== Passage for review

Dove Straps Heart Monitors on Men to See How They React to Models, and Their Loved Ones

Portuguese spot makes a questionable point

Imagine you're asked to assess the beauty of airbrushed photos of professional models—and then regular snapshots of your spouse, or a close family member.

A new Dove ad from Portugal does that to a group of men, sitting them down in an empty warehouse and strapping them to a heart monitor in an attempt to measure their emotional response when a screen flashing pictures of stereotypically attractive women—the kind who might grace a shampoo ad with a half-smile—suddenly gives way to pictures of wives, sisters, daughters and grandmothers.

The mens' reactions, as the ad tells it, go from clinical and detached to deeply invested, as they begin describing their personal connections to the women on screen and their tickers beat faster. One subject admires his grandmother's wrinkles. Another marvels at his wife's smile. A third chokes up at the uniqueness of his daughter—a flash of vanity that's also perhaps the ad's most credible, and moving, moment.

====
== Dataset entries

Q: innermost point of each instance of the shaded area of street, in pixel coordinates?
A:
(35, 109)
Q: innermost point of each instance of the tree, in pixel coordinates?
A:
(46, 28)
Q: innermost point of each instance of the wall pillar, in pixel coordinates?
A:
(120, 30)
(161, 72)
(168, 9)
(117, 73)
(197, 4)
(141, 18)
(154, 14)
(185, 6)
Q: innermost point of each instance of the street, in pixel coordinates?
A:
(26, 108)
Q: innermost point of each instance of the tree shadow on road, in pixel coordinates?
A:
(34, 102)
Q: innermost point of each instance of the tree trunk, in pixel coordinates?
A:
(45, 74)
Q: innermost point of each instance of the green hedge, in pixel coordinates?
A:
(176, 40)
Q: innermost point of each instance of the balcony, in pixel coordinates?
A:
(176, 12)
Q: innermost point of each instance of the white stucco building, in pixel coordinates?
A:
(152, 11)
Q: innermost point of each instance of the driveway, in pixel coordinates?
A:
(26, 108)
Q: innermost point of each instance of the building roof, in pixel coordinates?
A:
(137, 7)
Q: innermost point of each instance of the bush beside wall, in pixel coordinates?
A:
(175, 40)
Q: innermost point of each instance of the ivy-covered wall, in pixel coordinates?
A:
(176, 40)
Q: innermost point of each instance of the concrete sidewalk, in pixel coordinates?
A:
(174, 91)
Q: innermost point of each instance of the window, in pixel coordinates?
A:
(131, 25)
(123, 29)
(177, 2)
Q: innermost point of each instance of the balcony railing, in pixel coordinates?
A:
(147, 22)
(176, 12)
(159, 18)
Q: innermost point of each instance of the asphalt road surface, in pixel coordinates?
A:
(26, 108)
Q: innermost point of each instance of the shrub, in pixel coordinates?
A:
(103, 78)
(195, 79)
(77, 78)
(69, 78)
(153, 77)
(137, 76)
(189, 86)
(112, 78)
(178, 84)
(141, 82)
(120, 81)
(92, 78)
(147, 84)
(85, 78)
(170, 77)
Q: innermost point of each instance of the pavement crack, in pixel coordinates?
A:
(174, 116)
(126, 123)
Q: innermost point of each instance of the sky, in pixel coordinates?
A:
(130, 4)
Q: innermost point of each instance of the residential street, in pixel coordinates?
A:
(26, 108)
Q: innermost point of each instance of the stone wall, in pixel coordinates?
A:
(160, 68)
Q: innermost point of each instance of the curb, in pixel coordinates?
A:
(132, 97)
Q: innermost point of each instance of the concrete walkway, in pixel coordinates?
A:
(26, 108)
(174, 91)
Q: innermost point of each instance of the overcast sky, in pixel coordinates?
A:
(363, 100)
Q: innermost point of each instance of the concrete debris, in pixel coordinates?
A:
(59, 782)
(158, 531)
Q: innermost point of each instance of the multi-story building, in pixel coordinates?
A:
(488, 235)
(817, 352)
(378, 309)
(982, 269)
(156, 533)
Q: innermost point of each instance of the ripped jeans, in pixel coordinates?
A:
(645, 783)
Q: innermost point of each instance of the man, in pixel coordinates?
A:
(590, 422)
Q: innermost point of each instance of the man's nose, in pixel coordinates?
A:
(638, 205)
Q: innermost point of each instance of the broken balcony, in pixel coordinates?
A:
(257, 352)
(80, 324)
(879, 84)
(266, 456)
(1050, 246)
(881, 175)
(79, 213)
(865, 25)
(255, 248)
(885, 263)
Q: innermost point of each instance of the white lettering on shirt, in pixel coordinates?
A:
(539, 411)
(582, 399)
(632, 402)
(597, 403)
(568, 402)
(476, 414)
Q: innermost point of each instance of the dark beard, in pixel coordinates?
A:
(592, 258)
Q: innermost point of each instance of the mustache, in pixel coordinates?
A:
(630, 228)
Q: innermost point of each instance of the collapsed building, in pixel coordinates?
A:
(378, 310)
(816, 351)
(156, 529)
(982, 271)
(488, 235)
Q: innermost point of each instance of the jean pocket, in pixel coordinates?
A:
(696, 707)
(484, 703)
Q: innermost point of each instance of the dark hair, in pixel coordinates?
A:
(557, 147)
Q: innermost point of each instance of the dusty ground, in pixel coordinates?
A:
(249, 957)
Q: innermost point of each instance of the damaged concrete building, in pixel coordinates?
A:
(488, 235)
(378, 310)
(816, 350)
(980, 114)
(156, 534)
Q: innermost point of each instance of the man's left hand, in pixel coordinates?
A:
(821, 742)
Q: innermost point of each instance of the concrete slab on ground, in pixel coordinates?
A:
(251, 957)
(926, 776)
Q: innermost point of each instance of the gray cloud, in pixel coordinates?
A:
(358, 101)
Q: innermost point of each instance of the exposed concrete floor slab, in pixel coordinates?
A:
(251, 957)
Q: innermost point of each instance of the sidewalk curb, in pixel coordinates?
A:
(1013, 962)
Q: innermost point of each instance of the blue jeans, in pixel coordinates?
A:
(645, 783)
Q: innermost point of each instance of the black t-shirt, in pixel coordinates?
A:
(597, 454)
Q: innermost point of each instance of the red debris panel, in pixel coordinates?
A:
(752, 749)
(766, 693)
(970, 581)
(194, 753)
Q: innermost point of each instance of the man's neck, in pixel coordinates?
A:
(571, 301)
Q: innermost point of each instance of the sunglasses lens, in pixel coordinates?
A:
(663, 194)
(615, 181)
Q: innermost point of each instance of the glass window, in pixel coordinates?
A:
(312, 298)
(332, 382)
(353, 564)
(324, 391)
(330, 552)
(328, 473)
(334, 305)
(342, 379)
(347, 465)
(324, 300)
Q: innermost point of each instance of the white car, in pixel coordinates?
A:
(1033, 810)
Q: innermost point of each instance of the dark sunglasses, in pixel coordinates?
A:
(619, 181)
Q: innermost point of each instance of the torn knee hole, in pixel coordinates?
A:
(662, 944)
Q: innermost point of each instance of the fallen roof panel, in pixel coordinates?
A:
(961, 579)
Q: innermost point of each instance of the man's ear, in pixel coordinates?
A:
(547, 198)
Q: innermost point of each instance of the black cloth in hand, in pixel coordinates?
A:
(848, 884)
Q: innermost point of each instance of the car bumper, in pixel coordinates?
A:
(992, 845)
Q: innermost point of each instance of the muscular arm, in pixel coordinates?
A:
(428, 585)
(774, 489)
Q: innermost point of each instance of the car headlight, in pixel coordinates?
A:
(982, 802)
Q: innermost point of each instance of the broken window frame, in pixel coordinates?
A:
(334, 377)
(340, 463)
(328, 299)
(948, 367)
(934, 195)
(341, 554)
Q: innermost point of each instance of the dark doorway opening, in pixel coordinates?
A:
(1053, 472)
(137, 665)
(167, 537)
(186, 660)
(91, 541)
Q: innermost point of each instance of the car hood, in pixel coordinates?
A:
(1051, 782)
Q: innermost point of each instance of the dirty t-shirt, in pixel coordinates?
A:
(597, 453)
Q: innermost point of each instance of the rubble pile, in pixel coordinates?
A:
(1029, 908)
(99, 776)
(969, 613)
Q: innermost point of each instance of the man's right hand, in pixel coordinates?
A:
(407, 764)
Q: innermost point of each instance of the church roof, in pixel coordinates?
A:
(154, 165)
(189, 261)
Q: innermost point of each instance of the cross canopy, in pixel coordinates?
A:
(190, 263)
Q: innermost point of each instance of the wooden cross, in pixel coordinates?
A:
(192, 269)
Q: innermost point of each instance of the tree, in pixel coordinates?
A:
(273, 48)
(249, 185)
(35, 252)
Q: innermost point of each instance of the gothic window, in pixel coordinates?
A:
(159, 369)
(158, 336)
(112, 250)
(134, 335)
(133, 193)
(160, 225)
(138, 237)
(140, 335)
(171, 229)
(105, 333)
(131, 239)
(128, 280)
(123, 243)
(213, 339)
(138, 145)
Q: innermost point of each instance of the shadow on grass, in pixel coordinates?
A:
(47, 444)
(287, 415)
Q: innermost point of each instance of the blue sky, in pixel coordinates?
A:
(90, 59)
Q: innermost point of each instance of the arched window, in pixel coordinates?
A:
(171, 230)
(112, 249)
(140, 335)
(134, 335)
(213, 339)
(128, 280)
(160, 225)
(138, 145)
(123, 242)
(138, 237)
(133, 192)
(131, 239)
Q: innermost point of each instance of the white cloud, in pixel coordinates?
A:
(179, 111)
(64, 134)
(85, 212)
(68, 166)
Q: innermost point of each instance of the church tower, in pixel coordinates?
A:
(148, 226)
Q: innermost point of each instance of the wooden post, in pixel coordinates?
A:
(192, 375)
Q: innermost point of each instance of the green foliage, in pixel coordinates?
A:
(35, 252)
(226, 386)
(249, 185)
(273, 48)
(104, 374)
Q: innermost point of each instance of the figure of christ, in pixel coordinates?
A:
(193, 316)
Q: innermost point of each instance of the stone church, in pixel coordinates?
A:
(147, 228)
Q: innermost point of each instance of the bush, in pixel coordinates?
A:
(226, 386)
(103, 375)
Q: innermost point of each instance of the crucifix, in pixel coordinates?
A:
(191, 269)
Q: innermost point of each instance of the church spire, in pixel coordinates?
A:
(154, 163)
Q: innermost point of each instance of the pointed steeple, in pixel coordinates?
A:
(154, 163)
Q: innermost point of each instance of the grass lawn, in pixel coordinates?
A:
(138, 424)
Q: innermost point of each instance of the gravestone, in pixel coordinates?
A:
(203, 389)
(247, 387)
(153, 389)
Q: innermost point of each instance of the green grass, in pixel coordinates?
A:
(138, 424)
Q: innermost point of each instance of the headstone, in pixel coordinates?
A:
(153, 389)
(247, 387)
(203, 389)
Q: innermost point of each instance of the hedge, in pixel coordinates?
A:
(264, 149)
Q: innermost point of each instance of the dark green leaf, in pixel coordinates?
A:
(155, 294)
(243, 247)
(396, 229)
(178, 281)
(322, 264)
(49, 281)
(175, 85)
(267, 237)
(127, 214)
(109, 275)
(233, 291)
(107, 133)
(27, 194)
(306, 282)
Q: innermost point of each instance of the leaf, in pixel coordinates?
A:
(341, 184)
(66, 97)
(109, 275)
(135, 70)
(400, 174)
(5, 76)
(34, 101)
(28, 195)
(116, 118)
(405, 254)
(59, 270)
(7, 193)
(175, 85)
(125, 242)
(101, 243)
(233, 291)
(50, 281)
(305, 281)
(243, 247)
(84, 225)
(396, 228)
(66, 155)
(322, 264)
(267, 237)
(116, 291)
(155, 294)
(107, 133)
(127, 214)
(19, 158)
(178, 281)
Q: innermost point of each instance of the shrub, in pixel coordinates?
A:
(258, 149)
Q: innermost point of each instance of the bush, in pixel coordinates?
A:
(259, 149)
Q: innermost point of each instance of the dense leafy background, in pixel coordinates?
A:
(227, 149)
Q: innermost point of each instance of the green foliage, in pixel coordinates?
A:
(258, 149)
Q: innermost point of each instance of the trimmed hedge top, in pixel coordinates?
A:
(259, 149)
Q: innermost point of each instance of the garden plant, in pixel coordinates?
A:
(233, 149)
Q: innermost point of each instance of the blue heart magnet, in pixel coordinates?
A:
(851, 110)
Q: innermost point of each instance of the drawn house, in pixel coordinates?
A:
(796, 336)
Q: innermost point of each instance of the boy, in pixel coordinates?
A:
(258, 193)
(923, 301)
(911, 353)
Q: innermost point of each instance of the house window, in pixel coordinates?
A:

====

Tasks to complete:
A – Could you quote the article on Dove's heart-monitor ad, starting at "Dove Straps Heart" and ending at "close family member."?
B – Can you continue the article on Dove's heart-monitor ad from the point where it stops?

Exercise results:
A –
Dove Straps Heart Monitors on Men to See How They React to Models, and Their Loved Ones

Portuguese spot makes a questionable point

Imagine you're asked to assess the beauty of airbrushed photos of professional models—and then regular snapshots of your spouse, or a close family member.

B –
"Real beauty touches the heart," coos the tagline, the latest twist on the marketer's long-running campaign to combat fantastical definitions of what constitutes attractiveness.

That's a sweet sentiment, from agency Black Ship, and it seems clear the ad's genuine intent—insofar as it can have one beyond selling soap—is to help those women who would compare themselves to pages in a magazine. Unfortunately, this particular approach feels off the mark.

Given its basic staging, it can't but evoke Dove's "Real Beauty Sketches" from 2013, one of the brand's most successful and celebrated twists on its generally uplifting message. Also set in a warehouse, that spot saw a criminal sketch artist draw drastically different versions of women based on their own descriptions, and those of a stranger. But where that drove home a point, real or contrived, about some women's radically distorted perceptions of their own appearance, this new spot seems to reach a conclusion that, at least for anyone who's not a sociopath, seems much more obvious—namely, that beauty is having an actual close relationship with someone.

The infamous stare-into-the-eyes-for-four-minutes experiment might call even that point into question. But the problem isn't just that the new Dove ad could come across as pandering—it's that the ad seems ironically superficial. People are expected to love their loved ones. And whether the men in a woman's life find her more beautiful than they do a stranger is, in a couple of ways, an odd point for Dove to be litigating.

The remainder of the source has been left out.